#### Task requirements
Look through the listing underneath for "person", and copy every line that has it.

#### Entries supplied
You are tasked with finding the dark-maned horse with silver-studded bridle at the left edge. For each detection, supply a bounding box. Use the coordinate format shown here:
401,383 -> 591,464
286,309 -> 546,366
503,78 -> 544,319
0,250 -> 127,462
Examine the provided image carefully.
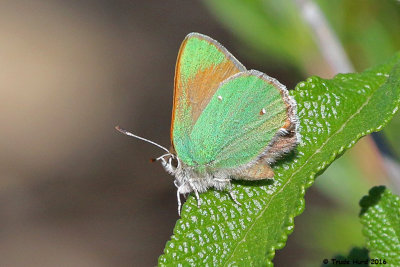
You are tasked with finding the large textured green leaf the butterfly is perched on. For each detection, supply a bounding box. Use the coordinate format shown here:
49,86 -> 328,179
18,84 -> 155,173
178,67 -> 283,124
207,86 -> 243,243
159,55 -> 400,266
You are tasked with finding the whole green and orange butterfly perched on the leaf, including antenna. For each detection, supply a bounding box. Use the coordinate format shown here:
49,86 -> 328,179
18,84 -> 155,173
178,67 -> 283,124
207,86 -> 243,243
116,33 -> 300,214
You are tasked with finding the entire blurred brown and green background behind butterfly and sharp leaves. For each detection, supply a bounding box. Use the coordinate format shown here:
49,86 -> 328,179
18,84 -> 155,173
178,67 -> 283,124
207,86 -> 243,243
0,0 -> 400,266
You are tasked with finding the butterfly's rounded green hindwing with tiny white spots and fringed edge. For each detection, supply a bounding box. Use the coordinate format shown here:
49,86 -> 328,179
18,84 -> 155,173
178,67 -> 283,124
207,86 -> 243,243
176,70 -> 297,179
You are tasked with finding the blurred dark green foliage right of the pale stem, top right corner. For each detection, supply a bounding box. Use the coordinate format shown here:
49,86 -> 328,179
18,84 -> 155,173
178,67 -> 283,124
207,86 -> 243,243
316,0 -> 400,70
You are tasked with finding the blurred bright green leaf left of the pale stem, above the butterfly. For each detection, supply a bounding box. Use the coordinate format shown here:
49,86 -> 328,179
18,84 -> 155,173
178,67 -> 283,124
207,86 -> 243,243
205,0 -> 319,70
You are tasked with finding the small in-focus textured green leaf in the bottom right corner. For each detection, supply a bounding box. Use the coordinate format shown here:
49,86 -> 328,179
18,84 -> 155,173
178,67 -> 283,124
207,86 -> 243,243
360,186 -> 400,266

* * *

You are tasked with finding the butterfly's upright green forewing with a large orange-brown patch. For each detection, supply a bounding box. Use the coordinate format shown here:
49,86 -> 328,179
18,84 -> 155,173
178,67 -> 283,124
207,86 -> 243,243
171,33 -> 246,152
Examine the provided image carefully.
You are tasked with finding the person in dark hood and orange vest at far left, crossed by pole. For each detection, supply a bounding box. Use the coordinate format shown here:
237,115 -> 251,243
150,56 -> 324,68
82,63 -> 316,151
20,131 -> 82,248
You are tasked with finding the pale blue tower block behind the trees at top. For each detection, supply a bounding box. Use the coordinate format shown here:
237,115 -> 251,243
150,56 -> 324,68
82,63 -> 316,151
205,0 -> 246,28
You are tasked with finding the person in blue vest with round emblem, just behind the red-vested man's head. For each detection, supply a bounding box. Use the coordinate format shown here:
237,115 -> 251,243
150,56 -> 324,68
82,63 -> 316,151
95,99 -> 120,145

#### Output
You are tasked with finding the person in dark hood and orange vest at far left, crossed by pole. For each detection, supply a bounding box. Use the coordinate format shown here:
You are tasked with finding the person in blue vest with round emblem, just behind the red-vested man's head. For each detection, supply a bounding box. Use the coordinate format shown here:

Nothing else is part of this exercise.